_DOCUMENT EXTRACT_
++++++++

Tuesday, June 20, 2017

Silence

     Sometimes silence is birthed through discontentment. Shutting things down because what you see around you isn't what you want to carry with you. If you're not careful, it becomes like a shadow or a carefully placed residue on you.

    Have you ever had that happen? Spent time with someone who was in a horrid mood and when you departed from their presence, you felt amiss— to say the least? I don't want that in my life right now and I certainly don't need it either. I'm on a mission. And this mission will not be hindered or stopped.

    I've been taking an extended break, for the most part from social media. I'm still on Instagram and Pinterest because those places aren't overcome with disparity and wickedness. The fun has, in my eyes, for the most part been removed from other social media outlets. I'm not sad about my recent removal, It's been quite enlightening. I knew God was going to have a plan for this period of time and He most certainly has been faithful— as expected.

    Everyday is nothing short of miraculous, if you're looking for it. We woke up again today. We have another chance. Isn't that enough?

    I think of the movie Gladiator, where Maximus slays in the coliseum and yells to the crowd, "Are you not entertained?" Because they weren't. They were borderline bored. That's us, as a people. What entertains us? We seek to be entertained at every moment of the day. This mentality, has been a part of my mission, the un-doing of being a typical American and stepping into my rightful lineage of mighty woman of God. I feel it necessary to mention here that the only reason why it is my rightful lineage is because Jesus Christ died for me and became my Savior. He took the punishment for my sins and misgivings. And in turn, I'm set on yielding myself to His working within me. I will not stop. I will not be distracted by the things of the world because boy, they are dead set on keeping me from running this race!

     "Do you not know that in a race all the runners run, but only one gets the prize? Run in such a way as to get the prize." 1 Corinthians 9:24

    When God points out your next move, run! Run like you've never ran before. Don't stop for anything. Don't turn your face to the right or to the left, just keep on running. When you're on a mission, don't stop. The enemy will try and distract you if he hasn't already succeeded at stopping you. He's a savage, he doesn't care one bit about us. He has all the allure of a dead and rotting corpse. But don't cash in for his plan, which may sound nice or sounds like it will be a short cut to where you need to go. But you will not have completed your mission as God had originally set you forth to do.

    This world has a plethora of distractions. They come in the form of games; TV shows, apps, perceived needs, goals set forth by worldly wisdom. But what are we really achieving to unless it is for the furtherance of the Kingdom? Whatever we do that isn't in line with God's will for our lives will be cast into the fire. (Matt 7:19, Matt 3:10, John 15:6)

    So, what is it that I'm supposed to be doing with my time then? I'm coming to find it's a lot less complicated than I thought... This has been an interesting journey I've been on and it seems as though it's just beginning, really.

++++++++

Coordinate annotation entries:
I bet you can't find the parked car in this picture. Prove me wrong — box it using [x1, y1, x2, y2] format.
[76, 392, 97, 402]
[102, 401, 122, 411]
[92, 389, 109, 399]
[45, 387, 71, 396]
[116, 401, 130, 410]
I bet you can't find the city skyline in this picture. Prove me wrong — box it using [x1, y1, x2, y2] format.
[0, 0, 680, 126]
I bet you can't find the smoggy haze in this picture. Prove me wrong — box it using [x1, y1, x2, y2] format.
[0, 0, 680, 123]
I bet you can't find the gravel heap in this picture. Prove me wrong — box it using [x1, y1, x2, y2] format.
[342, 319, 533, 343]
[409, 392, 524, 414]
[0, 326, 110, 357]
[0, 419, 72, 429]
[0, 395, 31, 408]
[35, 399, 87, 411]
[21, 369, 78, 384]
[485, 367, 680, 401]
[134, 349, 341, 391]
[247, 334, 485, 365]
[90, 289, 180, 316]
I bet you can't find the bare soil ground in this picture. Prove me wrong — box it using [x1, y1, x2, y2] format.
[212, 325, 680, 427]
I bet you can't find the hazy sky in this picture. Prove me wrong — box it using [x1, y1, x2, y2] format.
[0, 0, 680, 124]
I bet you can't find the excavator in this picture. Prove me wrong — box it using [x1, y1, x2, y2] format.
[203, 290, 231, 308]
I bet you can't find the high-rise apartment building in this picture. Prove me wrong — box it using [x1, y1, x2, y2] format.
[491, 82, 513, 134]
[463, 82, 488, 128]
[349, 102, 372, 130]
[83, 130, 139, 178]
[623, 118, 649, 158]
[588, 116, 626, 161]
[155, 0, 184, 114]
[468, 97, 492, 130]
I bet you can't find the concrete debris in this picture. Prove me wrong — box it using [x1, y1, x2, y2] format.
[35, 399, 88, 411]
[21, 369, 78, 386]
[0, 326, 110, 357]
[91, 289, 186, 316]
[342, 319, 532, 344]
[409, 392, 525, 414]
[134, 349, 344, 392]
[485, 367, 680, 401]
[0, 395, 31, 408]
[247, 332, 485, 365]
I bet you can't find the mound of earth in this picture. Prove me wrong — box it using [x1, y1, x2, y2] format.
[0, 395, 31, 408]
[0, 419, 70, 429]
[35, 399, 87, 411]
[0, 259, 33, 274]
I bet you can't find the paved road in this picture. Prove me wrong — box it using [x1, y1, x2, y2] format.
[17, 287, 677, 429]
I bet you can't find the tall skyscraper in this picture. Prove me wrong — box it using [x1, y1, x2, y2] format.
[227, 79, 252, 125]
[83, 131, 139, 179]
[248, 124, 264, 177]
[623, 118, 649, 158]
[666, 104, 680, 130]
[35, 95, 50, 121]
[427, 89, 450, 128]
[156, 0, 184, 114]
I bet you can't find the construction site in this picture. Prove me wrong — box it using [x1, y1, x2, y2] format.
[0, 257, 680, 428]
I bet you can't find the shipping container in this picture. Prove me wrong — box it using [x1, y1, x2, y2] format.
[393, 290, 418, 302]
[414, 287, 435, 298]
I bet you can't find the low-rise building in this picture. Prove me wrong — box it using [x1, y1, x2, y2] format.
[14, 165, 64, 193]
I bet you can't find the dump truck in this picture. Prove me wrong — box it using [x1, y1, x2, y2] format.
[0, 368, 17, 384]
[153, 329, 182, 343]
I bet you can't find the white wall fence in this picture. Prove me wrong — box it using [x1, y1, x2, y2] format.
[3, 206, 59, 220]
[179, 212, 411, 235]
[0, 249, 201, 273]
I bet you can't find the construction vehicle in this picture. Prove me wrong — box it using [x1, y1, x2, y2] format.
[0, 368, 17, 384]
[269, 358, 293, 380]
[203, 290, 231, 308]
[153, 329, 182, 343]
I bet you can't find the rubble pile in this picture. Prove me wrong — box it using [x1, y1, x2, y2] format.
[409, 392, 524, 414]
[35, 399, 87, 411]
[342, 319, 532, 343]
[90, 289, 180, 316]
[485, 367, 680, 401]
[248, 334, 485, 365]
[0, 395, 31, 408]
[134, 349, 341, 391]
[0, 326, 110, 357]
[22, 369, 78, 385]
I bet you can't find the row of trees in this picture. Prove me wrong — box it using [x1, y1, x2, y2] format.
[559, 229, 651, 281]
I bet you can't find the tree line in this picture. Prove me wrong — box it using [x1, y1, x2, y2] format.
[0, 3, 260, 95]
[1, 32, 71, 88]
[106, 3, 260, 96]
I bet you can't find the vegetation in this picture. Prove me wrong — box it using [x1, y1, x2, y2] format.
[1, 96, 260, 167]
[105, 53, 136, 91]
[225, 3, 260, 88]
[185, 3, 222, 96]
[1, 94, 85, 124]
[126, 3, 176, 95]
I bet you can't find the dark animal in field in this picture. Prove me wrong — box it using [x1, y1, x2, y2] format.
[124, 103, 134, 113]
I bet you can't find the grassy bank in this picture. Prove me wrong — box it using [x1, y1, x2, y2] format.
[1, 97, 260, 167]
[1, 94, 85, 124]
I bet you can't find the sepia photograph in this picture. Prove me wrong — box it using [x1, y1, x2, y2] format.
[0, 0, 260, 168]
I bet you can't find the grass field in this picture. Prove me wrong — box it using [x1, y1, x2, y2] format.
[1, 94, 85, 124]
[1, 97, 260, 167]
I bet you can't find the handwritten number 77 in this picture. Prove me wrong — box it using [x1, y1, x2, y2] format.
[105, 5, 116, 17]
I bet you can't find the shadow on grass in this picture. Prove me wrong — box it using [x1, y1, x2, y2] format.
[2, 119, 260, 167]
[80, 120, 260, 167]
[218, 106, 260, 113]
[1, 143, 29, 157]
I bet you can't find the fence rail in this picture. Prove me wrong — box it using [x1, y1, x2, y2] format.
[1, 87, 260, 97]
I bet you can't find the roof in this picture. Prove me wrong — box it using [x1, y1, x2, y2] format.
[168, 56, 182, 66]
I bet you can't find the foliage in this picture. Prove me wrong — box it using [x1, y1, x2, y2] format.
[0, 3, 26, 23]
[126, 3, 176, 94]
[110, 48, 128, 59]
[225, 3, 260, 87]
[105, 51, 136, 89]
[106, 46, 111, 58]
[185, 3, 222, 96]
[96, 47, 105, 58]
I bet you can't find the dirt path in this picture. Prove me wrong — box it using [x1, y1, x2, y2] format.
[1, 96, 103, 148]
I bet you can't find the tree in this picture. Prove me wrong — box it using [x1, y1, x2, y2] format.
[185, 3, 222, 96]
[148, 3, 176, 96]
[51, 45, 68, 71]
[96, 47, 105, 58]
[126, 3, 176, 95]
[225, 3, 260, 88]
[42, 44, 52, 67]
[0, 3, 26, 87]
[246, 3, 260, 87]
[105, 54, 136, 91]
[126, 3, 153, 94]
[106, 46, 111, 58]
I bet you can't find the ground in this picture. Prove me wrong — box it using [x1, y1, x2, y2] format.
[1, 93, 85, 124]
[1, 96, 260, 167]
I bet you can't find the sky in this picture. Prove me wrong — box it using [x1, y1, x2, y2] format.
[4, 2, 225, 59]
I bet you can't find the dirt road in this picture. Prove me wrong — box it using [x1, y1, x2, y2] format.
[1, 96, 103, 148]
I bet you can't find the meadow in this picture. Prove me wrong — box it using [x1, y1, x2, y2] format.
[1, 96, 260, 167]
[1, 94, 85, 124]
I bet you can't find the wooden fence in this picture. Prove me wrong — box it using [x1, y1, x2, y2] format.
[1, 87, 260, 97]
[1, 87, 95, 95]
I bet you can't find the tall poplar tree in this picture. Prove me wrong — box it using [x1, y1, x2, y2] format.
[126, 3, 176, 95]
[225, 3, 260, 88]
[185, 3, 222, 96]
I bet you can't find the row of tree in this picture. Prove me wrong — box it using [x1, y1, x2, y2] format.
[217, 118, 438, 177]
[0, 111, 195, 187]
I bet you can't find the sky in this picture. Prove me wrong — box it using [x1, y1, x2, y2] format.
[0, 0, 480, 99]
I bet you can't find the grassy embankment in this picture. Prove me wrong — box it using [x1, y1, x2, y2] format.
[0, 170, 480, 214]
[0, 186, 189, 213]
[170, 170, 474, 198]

++++++++

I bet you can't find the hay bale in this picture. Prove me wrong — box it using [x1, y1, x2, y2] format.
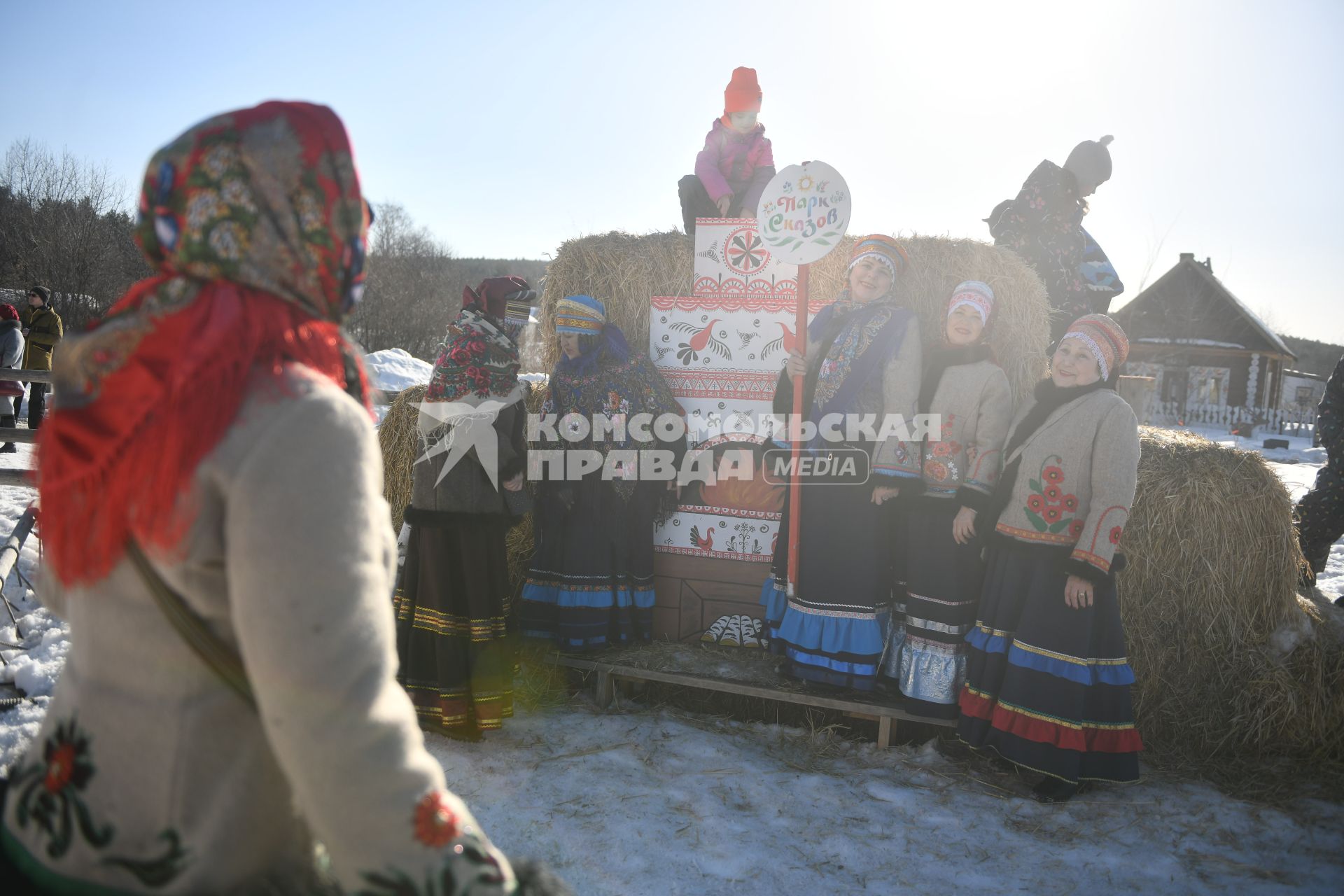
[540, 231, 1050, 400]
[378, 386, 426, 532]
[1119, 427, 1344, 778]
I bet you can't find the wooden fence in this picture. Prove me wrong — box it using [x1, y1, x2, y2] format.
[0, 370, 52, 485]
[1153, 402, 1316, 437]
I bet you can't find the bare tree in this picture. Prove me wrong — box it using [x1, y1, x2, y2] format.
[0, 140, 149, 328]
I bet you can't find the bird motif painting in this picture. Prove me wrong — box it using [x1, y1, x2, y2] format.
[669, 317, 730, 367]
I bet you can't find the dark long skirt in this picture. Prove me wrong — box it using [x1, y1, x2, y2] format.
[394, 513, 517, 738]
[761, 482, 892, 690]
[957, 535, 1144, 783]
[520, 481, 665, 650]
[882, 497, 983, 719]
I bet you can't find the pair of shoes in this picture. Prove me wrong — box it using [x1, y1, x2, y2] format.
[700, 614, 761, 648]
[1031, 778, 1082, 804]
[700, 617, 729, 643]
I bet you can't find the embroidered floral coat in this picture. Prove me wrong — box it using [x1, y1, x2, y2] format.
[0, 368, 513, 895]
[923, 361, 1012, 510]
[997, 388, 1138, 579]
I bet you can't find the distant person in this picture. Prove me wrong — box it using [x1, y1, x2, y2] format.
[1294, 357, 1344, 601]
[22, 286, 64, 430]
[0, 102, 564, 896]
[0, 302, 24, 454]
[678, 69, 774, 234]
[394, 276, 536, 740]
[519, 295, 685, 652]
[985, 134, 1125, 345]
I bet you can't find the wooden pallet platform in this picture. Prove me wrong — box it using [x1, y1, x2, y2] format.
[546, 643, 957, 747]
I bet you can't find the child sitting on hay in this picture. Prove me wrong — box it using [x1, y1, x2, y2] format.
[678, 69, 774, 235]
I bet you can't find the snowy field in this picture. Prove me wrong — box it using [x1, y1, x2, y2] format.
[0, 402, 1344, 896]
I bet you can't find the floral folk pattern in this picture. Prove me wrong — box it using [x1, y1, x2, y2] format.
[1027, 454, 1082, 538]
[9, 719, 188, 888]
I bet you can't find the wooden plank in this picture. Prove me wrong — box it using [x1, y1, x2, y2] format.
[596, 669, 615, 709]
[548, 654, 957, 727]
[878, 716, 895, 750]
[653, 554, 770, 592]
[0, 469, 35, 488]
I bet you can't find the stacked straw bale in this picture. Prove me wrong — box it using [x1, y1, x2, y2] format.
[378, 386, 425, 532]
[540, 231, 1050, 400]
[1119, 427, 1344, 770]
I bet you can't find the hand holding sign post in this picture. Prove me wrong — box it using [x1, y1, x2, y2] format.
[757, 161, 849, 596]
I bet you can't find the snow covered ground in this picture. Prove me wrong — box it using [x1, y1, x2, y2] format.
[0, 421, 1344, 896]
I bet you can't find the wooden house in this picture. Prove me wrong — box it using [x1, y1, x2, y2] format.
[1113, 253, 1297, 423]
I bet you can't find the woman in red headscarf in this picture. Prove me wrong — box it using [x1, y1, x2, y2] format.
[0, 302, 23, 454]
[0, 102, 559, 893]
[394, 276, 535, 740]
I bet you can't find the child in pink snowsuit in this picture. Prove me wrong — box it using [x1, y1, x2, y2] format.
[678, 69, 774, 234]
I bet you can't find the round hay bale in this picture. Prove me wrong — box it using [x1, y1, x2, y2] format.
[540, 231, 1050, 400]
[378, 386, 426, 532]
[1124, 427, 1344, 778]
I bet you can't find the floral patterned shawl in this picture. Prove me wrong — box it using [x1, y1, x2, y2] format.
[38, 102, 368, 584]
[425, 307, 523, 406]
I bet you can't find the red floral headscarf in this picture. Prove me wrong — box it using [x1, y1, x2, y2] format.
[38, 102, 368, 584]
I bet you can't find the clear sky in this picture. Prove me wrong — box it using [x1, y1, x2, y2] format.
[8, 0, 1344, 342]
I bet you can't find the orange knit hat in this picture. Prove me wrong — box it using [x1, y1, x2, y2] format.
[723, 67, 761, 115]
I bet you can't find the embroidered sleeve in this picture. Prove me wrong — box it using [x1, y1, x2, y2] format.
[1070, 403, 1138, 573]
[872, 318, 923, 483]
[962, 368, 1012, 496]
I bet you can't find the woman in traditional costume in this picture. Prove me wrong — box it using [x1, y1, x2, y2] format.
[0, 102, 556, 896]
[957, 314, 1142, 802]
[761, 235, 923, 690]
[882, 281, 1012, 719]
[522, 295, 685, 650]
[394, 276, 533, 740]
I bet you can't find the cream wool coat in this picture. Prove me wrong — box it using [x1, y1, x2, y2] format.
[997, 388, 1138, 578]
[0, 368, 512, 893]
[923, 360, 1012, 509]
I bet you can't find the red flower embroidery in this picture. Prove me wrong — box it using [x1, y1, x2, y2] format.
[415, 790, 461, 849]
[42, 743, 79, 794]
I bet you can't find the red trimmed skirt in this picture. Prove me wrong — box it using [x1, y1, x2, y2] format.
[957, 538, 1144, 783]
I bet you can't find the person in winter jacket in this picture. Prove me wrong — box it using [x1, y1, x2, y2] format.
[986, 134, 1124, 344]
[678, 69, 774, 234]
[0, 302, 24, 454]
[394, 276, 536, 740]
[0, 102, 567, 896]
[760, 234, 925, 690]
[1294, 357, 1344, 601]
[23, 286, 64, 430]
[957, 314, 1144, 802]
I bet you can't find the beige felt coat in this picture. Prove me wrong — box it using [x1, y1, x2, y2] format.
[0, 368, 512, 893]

++++++++

_OBJECTIVE_
Reproduce the stretch of the post on silence from "Have you ever" through "Isn't that enough?", substituting "quest" for "mission" wherever it occurs.

_SOLUTION FOR THIS EXERCISE_
Have you ever had that happen? Spent time with someone who was in a horrid mood and when you departed from their presence, you felt amiss— to say the least? I don't want that in my life right now and I certainly don't need it either. I'm on a quest. And this quest will not be hindered or stopped.

    I've been taking an extended break, for the most part from social media. I'm still on Instagram and Pinterest because those places aren't overcome with disparity and wickedness. The fun has, in my eyes, for the most part been removed from other social media outlets. I'm not sad about my recent removal, It's been quite enlightening. I knew God was going to have a plan for this period of time and He most certainly has been faithful— as expected.

    Everyday is nothing short of miraculous, if you're looking for it. We woke up again today. We have another chance. Isn't that enough?